── ENTRIES
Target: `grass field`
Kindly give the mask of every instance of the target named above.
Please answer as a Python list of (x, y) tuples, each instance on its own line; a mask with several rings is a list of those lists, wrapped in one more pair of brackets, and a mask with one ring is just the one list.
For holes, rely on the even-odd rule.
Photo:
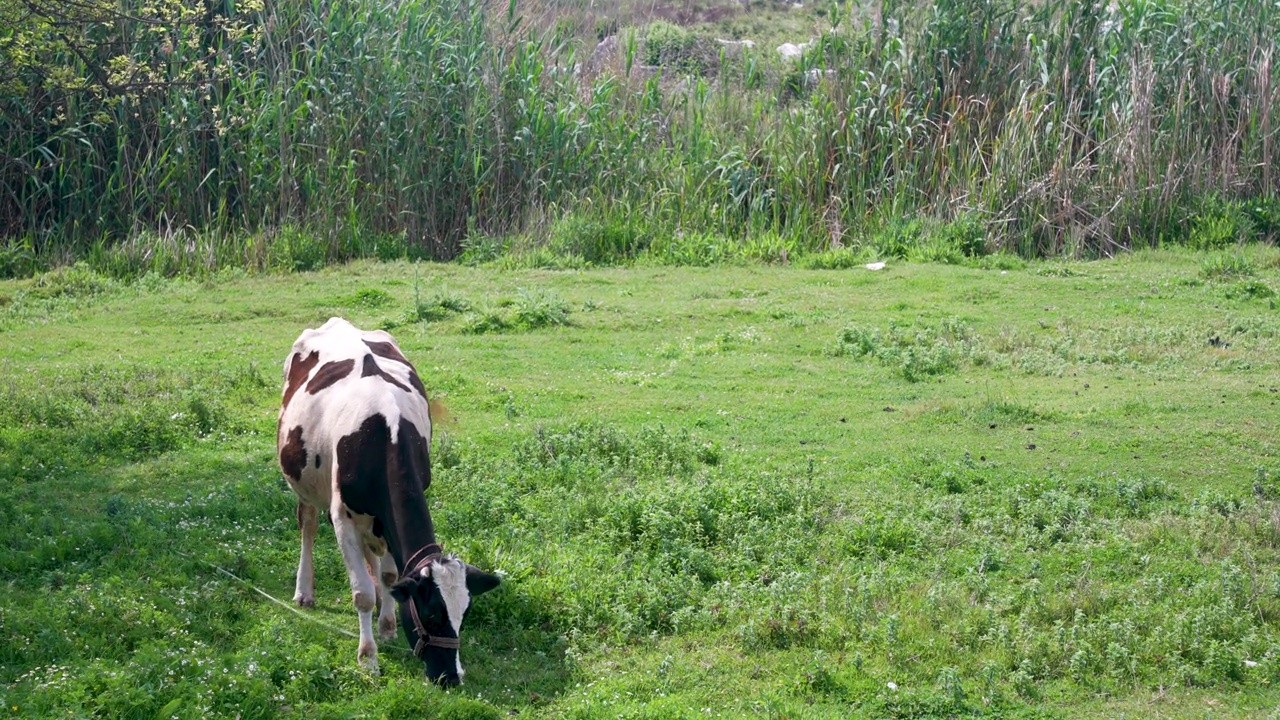
[[(0, 281), (0, 716), (1274, 717), (1276, 290), (1274, 247)], [(315, 610), (252, 589), (332, 315), (448, 407), (433, 515), (507, 575), (457, 691), (358, 669), (328, 529)]]

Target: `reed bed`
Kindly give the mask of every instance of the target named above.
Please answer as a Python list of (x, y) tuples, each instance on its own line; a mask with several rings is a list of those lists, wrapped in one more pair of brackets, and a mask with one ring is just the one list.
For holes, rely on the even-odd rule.
[(1261, 0), (836, 4), (797, 61), (692, 42), (657, 70), (644, 27), (586, 68), (590, 44), (515, 3), (165, 12), (0, 8), (0, 273), (1097, 256), (1280, 232)]

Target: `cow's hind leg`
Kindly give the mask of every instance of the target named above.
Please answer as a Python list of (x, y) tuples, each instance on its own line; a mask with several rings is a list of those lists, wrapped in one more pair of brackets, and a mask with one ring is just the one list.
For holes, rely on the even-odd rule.
[(351, 580), (351, 601), (360, 615), (360, 648), (356, 659), (362, 666), (378, 671), (378, 643), (374, 642), (374, 606), (378, 603), (374, 579), (365, 568), (365, 543), (360, 530), (352, 521), (347, 507), (335, 497), (333, 532), (338, 536), (338, 548), (342, 550), (342, 562), (347, 566), (347, 579)]
[(320, 525), (320, 511), (298, 500), (298, 530), (302, 533), (302, 553), (298, 557), (298, 578), (293, 585), (293, 602), (302, 607), (316, 603), (316, 577), (311, 565), (311, 550), (316, 543), (316, 528)]

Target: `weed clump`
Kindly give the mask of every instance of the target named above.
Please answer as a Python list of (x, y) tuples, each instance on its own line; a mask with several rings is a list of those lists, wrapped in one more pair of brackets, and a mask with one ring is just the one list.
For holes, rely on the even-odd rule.
[(933, 325), (890, 323), (888, 332), (847, 327), (836, 338), (836, 356), (870, 356), (893, 368), (908, 382), (954, 373), (973, 355), (977, 337), (966, 323), (956, 319)]
[(1240, 254), (1217, 254), (1201, 263), (1201, 277), (1211, 281), (1248, 277), (1254, 272), (1253, 260)]
[[(564, 299), (544, 291), (521, 288), (516, 297), (502, 299), (490, 306), (471, 306), (444, 299), (448, 307), (436, 302), (429, 311), (440, 316), (462, 314), (462, 332), (468, 334), (506, 333), (564, 327), (572, 309)], [(466, 307), (461, 310), (458, 307)]]

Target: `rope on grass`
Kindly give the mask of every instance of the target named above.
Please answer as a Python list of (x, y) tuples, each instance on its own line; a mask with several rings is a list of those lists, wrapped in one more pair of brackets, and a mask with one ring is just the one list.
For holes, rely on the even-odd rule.
[[(186, 552), (182, 552), (180, 550), (174, 551), (174, 552), (177, 552), (178, 555), (186, 557), (187, 560), (195, 560), (196, 562), (200, 562), (201, 565), (207, 565), (207, 566), (212, 568), (214, 570), (218, 570), (223, 575), (227, 575), (228, 578), (230, 578), (230, 579), (236, 580), (237, 583), (247, 587), (248, 589), (256, 592), (257, 594), (265, 597), (266, 600), (270, 600), (275, 605), (279, 605), (280, 607), (288, 610), (289, 612), (297, 615), (298, 618), (302, 618), (303, 620), (315, 623), (316, 625), (320, 625), (321, 628), (328, 628), (328, 629), (338, 633), (339, 635), (346, 635), (348, 638), (355, 638), (357, 641), (360, 639), (358, 634), (352, 633), (351, 630), (344, 630), (344, 629), (342, 629), (342, 628), (339, 628), (337, 625), (333, 625), (330, 623), (325, 623), (324, 620), (321, 620), (319, 618), (307, 615), (306, 612), (298, 610), (293, 605), (291, 605), (288, 602), (284, 602), (283, 600), (279, 600), (279, 598), (274, 597), (271, 593), (269, 593), (269, 592), (259, 588), (253, 583), (246, 580), (244, 578), (241, 578), (241, 577), (236, 575), (234, 573), (232, 573), (230, 570), (227, 570), (225, 568), (220, 568), (220, 566), (214, 565), (212, 562), (210, 562), (207, 560), (202, 560), (200, 557), (193, 557), (191, 555), (187, 555)], [(408, 652), (407, 648), (403, 648), (403, 647), (399, 647), (399, 646), (390, 646), (390, 650), (397, 650), (397, 651), (401, 651), (401, 652)], [(408, 652), (408, 653), (412, 655), (412, 652)]]

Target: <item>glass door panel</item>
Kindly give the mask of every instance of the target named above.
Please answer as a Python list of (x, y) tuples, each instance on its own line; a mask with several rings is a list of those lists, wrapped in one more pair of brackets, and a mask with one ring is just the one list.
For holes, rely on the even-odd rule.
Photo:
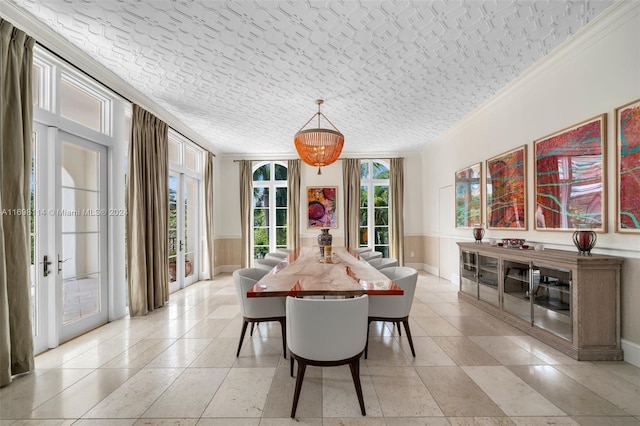
[(502, 309), (530, 323), (529, 264), (505, 260), (502, 269), (504, 274)]
[(60, 341), (108, 319), (106, 148), (60, 132), (57, 161), (57, 293)]
[(497, 258), (478, 255), (478, 284), (478, 298), (500, 306)]

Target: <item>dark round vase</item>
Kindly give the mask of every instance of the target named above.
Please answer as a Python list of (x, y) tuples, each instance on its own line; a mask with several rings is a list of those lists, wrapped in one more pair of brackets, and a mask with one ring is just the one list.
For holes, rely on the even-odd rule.
[(573, 243), (580, 256), (591, 256), (591, 249), (596, 245), (596, 240), (596, 233), (590, 229), (578, 229), (573, 233)]
[(324, 248), (330, 246), (333, 242), (333, 235), (329, 233), (326, 228), (321, 229), (320, 235), (318, 235), (318, 246), (320, 246), (320, 256), (324, 257)]

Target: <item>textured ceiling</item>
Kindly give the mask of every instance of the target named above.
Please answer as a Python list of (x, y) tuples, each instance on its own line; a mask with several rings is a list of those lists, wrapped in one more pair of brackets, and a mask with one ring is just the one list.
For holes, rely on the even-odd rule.
[(613, 3), (8, 1), (222, 154), (294, 153), (317, 98), (345, 152), (419, 151)]

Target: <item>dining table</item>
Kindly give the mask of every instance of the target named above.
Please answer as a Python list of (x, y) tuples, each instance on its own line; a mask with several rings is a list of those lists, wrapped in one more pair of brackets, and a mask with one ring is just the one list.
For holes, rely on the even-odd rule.
[(247, 297), (402, 295), (403, 290), (347, 247), (300, 247), (247, 291)]

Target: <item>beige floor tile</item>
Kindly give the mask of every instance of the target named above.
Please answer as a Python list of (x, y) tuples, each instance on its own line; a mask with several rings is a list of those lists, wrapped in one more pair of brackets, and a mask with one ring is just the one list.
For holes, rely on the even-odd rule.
────
▶ **WORK TO BE COMPLETED**
Copy every one of the rows above word for word, leaving out the pictures.

▶ **CORRECT RESULT**
Target: `grass field`
Kindly give the mask of every instance of the target named above.
Please answer as a Python list of (x, y) tuples, each instance on its own line; a mask with several rings is a list of those lists, wrapped in one more pair of brackets, and a mask with one ring is just the one list.
For holes, rely on the even-odd rule.
Photo:
[[(0, 281), (0, 716), (1274, 717), (1276, 290), (1274, 247)], [(315, 610), (252, 589), (332, 315), (448, 407), (433, 515), (507, 575), (457, 691), (358, 669), (328, 529)]]

Target: `reed bed`
Kindly give the mask of every instance of the target named above.
Please answer as a Python list of (x, y) tuples, each instance on its own line; a mask with several rings is a list of those lists, wrapped in one more pair of brackets, and a mask with one ring is just the one list.
For holes, rely on the even-odd rule.
[(1261, 0), (836, 4), (797, 61), (692, 42), (657, 70), (644, 27), (586, 68), (590, 44), (515, 3), (165, 12), (0, 8), (0, 273), (1097, 256), (1280, 232)]

Target: `cow's hind leg`
Kindly give the mask of every instance of the target named above.
Please answer as a Python list of (x, y) tuples, each instance on its own line; a mask with several rings is a list of those lists, wrapped in one more pair of brackets, and a mask with one ring is just the one list.
For holes, rely on the even-odd rule.
[(351, 580), (351, 601), (360, 615), (360, 648), (356, 659), (362, 666), (378, 671), (378, 643), (374, 642), (374, 606), (378, 603), (374, 579), (365, 568), (365, 543), (360, 530), (352, 521), (347, 507), (335, 497), (333, 532), (338, 536), (338, 548), (342, 550), (342, 562), (347, 566), (347, 579)]
[(320, 525), (320, 511), (298, 500), (298, 530), (302, 533), (302, 553), (298, 557), (298, 578), (293, 585), (293, 602), (302, 607), (316, 603), (316, 577), (311, 565), (311, 550), (316, 543), (316, 528)]

Target: `weed clump`
Kindly give the mask of every instance of the target named above.
Please answer as a Python list of (x, y) tuples, each instance on its own line; a mask with several rings is a list of those lists, wrapped in one more pair of brackets, and a mask with one ring is just the one list.
For holes, rely on the even-odd rule.
[(933, 325), (890, 323), (888, 332), (847, 327), (836, 338), (836, 356), (870, 356), (893, 368), (908, 382), (954, 373), (973, 355), (977, 337), (966, 323), (956, 319)]
[(1240, 254), (1217, 254), (1201, 263), (1201, 277), (1211, 281), (1248, 277), (1254, 272), (1253, 260)]
[[(564, 299), (544, 291), (521, 288), (516, 297), (502, 299), (490, 306), (471, 306), (444, 299), (448, 307), (436, 302), (429, 311), (440, 316), (462, 314), (462, 332), (468, 334), (506, 333), (564, 327), (572, 309)], [(466, 307), (461, 310), (458, 307)]]

Target: `rope on grass`
Kindly give the mask of every instance of the target named above.
Please answer as a Python list of (x, y) tuples, each instance on its own line; a mask with several rings is a list of those lists, wrapped in one more pair of brackets, and a mask with one ring is just the one list.
For holes, rely on the even-odd rule.
[[(186, 552), (182, 552), (180, 550), (174, 551), (174, 552), (177, 552), (178, 555), (186, 557), (187, 560), (195, 560), (196, 562), (200, 562), (201, 565), (207, 565), (207, 566), (212, 568), (214, 570), (218, 570), (223, 575), (227, 575), (228, 578), (230, 578), (230, 579), (236, 580), (237, 583), (247, 587), (248, 589), (256, 592), (257, 594), (265, 597), (266, 600), (270, 600), (275, 605), (279, 605), (280, 607), (288, 610), (289, 612), (297, 615), (298, 618), (302, 618), (303, 620), (315, 623), (316, 625), (320, 625), (321, 628), (328, 628), (328, 629), (338, 633), (339, 635), (346, 635), (348, 638), (355, 638), (357, 641), (360, 639), (358, 634), (352, 633), (351, 630), (344, 630), (344, 629), (342, 629), (342, 628), (339, 628), (337, 625), (333, 625), (330, 623), (325, 623), (324, 620), (321, 620), (319, 618), (307, 615), (306, 612), (298, 610), (293, 605), (291, 605), (288, 602), (284, 602), (283, 600), (279, 600), (279, 598), (274, 597), (271, 593), (269, 593), (269, 592), (259, 588), (253, 583), (246, 580), (244, 578), (241, 578), (241, 577), (236, 575), (234, 573), (232, 573), (230, 570), (227, 570), (225, 568), (220, 568), (220, 566), (214, 565), (212, 562), (210, 562), (207, 560), (202, 560), (200, 557), (193, 557), (191, 555), (187, 555)], [(408, 652), (407, 648), (403, 648), (403, 647), (399, 647), (399, 646), (390, 646), (390, 650), (397, 650), (397, 651), (401, 651), (401, 652)], [(408, 652), (408, 653), (412, 655), (412, 652)]]

Target: <item>glass door panel</item>
Kindly give the mask of every instance of the target named above.
Please answer as a Python list of (x, y) tuples, each instance on its own line; a mask with several rings is a list of those lists, wrapped in one more pair of brackets, and a mask with one ring is just the one list.
For holes, rely on the even-odd rule.
Photo:
[(502, 309), (530, 323), (529, 264), (505, 260), (502, 269), (504, 274)]
[(60, 341), (108, 319), (106, 148), (60, 132), (57, 161), (57, 293)]
[(497, 258), (478, 255), (478, 284), (478, 298), (500, 306)]

Target: <item>dark round vase</item>
Kindly give the mask of every instance of the target named above.
Please answer as a Python list of (x, y) tuples, each instance on its own line; a mask with several rings is a list of those lists, wrapped in one more pair of brackets, and a mask with one ring is just the one list.
For holes, rely on the even-odd rule.
[(573, 243), (580, 256), (591, 256), (591, 249), (596, 245), (596, 240), (596, 233), (590, 229), (578, 229), (573, 233)]
[(324, 248), (330, 246), (333, 242), (333, 235), (329, 233), (326, 228), (321, 229), (320, 235), (318, 235), (318, 246), (320, 246), (320, 256), (324, 257)]

Target: <item>textured ceiling</item>
Kindly give the mask of every instance of the target named above.
Please answer as a Python list of (x, y) tuples, each instance on its own line; a mask with several rings is a list of those lists, wrapped in one more pair of brackets, and a mask with one ring is just the one list.
For holes, rely on the even-odd rule.
[(613, 3), (8, 1), (222, 154), (294, 153), (317, 98), (345, 152), (419, 151)]

Target: <item>dining table</item>
Kindly give the mask of every instance of the target named above.
Please answer as a Python list of (x, y) tuples, each instance on its own line; a mask with several rings is a list of those lists, wrapped in one more pair of brackets, and a mask with one ring is just the one list.
For holes, rely on the even-odd rule.
[(247, 297), (402, 295), (403, 290), (347, 247), (300, 247), (247, 291)]

Target: <item>beige floor tile</item>
Kindly give the mask of every instance of the target named above.
Please answer as a Python list of (x, y) tuples, each instance on its own line; a mask with several rings is a list of those lists, wrapped in one more pair of brackets, and a mask with one ring is just the one list.
For holes, rely on the even-odd rule.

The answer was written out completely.